Physician advocates are praising a Connecticut Supreme Court ruling they say protects doctors from being sued unfairly by third parties who are injured by patients.
In a Sept. 17 decision, judges said physicians owe no duty to nonpatients who are harmed because of a patient’s medical condition. The ruling contrasts with state Supreme Court opinions in similar cases.
The Connecticut ruling prevents doctors’ obligations from being expanded to third parties, said Layne Gakos, general counsel for the Connecticut State Medical Society. The society was not involved in the case.
“It’s a very important ruling,” Gakos said. “If this case had gone the other way, it would have had a detrimental effect on the physician-patient relationship. It essentially would have imposed [a] duty on physicians to constantly be on the lookout for third [parties]. It would have changed the way physicians practice medicine.”
The case stems from a June 2006 visit by Mary Ann Ambrogio to the Gastroenterology Center of Connecticut, PC, in Hamden. Ambrogio was diagnosed and treated by gastroenterologist Frank Troncale, MD, for liver and kidney ailments, including hepatic encephalopathy, according to court documents.
As she was leaving Dr. Troncale’s office, Ambrogio passed out in her vehicle and struck pedestrian John Jarmie. He sued Dr. Troncale for negligence. He claimed that Dr. Troncale had violated the standard of care by failing to warn Ambrogio of the latent driving risks associated with her condition. Ambrogio, who was not seriously injured, was not a party in the suit.
Dr. Troncale denied any wrongdoing. A trial court ruled in favor of the doctor, and Jarmie appealed to the Connecticut Supreme Court.
In their decision, judges said forcing doctors to be responsible to nonpatients would have negative consequences on health care delivery.
“A physician whose attention is diverted from the patient to the effects of his advice on unknown persons who could be harmed by the patient’s future conduct may, understandably, become less concerned about the particular requirements of any given patient, and more concerned with protecting himself or herself from lawsuits by the potentially vast number of person[s] who will interact with and may fall victim to that patient’s conduct outside of the treatment setting,” the court said. “In other words, a physician’s desire to avoid lawsuits may result in far more restrictive advice than necessary for the patient’s well-being.”
Ruling may impact other states
The Connecticut ruling diverges from a similar motor vehicle case in Massachusetts in which justices reached an opposite conclusion.

Problem details>
Continue the article on the Connecticut Supreme Court ruling on physicians' duty to nonpatients, starting after its last sentence.

Records from a collection>
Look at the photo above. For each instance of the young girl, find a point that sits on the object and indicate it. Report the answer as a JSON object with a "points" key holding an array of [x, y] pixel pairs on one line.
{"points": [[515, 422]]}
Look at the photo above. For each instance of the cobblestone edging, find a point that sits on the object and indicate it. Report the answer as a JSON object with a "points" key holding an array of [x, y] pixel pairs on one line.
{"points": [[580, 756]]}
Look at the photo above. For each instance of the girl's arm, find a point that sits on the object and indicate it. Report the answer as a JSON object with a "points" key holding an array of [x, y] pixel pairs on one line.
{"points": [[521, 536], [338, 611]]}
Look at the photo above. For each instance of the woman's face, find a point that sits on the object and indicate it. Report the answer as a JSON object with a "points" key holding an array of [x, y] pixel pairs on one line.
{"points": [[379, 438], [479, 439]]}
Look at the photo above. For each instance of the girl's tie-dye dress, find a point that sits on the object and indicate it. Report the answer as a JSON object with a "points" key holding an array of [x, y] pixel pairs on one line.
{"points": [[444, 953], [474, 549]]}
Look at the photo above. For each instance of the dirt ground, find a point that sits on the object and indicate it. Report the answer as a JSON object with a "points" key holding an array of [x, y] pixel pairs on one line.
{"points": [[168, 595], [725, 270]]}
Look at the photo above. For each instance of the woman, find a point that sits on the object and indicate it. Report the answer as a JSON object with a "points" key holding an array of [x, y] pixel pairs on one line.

Exercise response>
In that case, family members sued a physician after his patient lost consciousness while driving and struck a child, who died. The plaintiffs claimed that the crash was caused by effects from a medication the doctor prescribed.
In 2007, the Massachusetts Supreme Judicial Court ruled in favor of the plaintiff. The court said physicians owe a duty to people foreseeably put at risk by doctors’ failure to warn about the effects of a provided treatment.
Other courts have ruled similarly in third-party injury cases. For example, the Supreme Court of Utah ruled in February that a family physician could be sued for medication mismanagement after a patient shot and killed his wife. Relatives claimed that a toxic combination of prescription drugs led to the patient’s actions. The doctor in question denied wrongdoing.
In 2011, the Supreme Court of Georgia ruled that a psychiatrist could be sued for medication negligence after a patient fatally attacked his mother. The patient’s father said the doctor’s discontinuation of his son’s antipsychotic medications aggravated the patient’s violent tendencies.
Judges made the correct decision in the Connecticut case, said Eugene A. Cooney, Dr. Troncale’s attorney. The Jarmie case was unique because it did not relate to the administering of medication or a specific treatment, but rather the impact of a medical condition, he said.
“The big difference here is that this was an ongoing disease process,” he said. “This is a case involving a clinical assessment of the patient and when it’s appropriate to start giving warnings to the patient about driving risks. The doctor had not yet seen immediate evidence to suggest there was some type of immediate harm present.”
The court recognized that telling a patient about an eventual side effect of an ongoing disease is a medical judgment call that courts should not interfere with, he said.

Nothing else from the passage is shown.